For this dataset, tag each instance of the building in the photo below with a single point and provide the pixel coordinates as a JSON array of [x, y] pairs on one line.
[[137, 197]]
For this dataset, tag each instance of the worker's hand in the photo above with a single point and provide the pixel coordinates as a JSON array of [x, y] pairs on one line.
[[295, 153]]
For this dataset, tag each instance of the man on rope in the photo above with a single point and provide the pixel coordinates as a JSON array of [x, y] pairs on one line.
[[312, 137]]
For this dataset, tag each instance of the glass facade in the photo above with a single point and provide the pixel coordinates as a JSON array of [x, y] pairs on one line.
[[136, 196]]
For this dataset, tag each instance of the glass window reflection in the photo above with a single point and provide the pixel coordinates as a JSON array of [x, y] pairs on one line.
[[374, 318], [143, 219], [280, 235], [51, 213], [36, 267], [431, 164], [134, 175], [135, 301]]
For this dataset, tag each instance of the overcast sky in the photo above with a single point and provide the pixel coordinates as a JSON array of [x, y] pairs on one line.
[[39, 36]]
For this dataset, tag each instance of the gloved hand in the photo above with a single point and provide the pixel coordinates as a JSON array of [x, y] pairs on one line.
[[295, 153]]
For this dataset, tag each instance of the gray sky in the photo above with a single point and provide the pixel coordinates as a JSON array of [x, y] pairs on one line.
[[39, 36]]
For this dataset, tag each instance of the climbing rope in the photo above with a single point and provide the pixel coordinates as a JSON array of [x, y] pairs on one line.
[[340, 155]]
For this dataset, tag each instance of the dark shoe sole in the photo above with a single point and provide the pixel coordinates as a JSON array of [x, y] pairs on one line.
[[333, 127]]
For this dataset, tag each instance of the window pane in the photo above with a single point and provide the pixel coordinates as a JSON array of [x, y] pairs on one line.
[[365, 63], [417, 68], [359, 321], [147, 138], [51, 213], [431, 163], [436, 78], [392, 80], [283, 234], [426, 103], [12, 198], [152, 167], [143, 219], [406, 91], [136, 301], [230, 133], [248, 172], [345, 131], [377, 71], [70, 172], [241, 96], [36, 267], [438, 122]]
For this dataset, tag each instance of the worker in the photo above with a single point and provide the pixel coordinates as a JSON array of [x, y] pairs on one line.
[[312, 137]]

* _Activity_: Each of the records should be written out again, exactly as it reads.

* _Exercise solution_:
For this dataset, tag each instance of the building in the photo below with a single point and provide the pixel coordinates as a JSON array of [x, y] pairs on one line.
[[137, 197]]
For this dataset, tag each instance of the worker's hand in the photo above with a single point and provide the pixel coordinates as a JSON array of [x, y] pairs on one line.
[[295, 153]]
For this dataset, tag each instance of the man on rope in the photo above with a single point and provide the pixel coordinates as a JSON array of [x, y] pairs on one line.
[[312, 137]]
For this dataset, tag each instance of the glass facade in the photo above with a single point and provide the pixel coordinates as a JSON array of [x, y] pairs on one line.
[[136, 196]]
For this dataset, tag each instance of the glass window reflection in the photo above with a single point and provide the pixel coordinates as a JSON array of [x, y] pairs on one line.
[[374, 318], [143, 219], [280, 235], [51, 213], [36, 267], [431, 164], [134, 175], [135, 301]]
For this dataset, tag each instance of the overcast sky in the photo above with a single point and provide the pixel coordinates as a JSON array of [x, y] pairs on one line.
[[39, 36]]
For this dataset, tag each instance of the gloved hand in the photo above with a single point and provide the pixel coordinates as a JSON array of [x, y] pairs on one line.
[[295, 153]]
For this dataset, tag each instance of the gray sky in the photo above with a single point and provide the pixel coordinates as a JSON array of [x, y] pairs on one line.
[[39, 36]]
For this dataset, tag each instance of the climbing rope in the photo above with a single point and provide the pixel coordinates as a JSON array of [x, y] pairs on one line.
[[340, 155]]
For this dataset, tag each instance of the dark shoe sole in the photo above with a single point and provide the pixel coordinates as a JSON array of [x, y] pairs on one line.
[[333, 127]]
For this dataset, tag each instance of the window pane in the photo above with a single point and provide the pixel coordinates as a JSON array of [x, y] pairs on one line.
[[365, 63], [417, 68], [359, 321], [147, 138], [51, 213], [431, 163], [436, 78], [392, 80], [283, 234], [426, 103], [12, 198], [152, 167], [143, 219], [406, 91], [136, 301], [230, 133], [248, 172], [345, 131], [377, 71], [70, 172], [241, 96], [36, 267], [438, 122]]
For this dataset, tag each instance of the worker in the photo above with a single point and provide the pixel coordinates as a JSON array of [x, y] pairs on one line.
[[312, 137]]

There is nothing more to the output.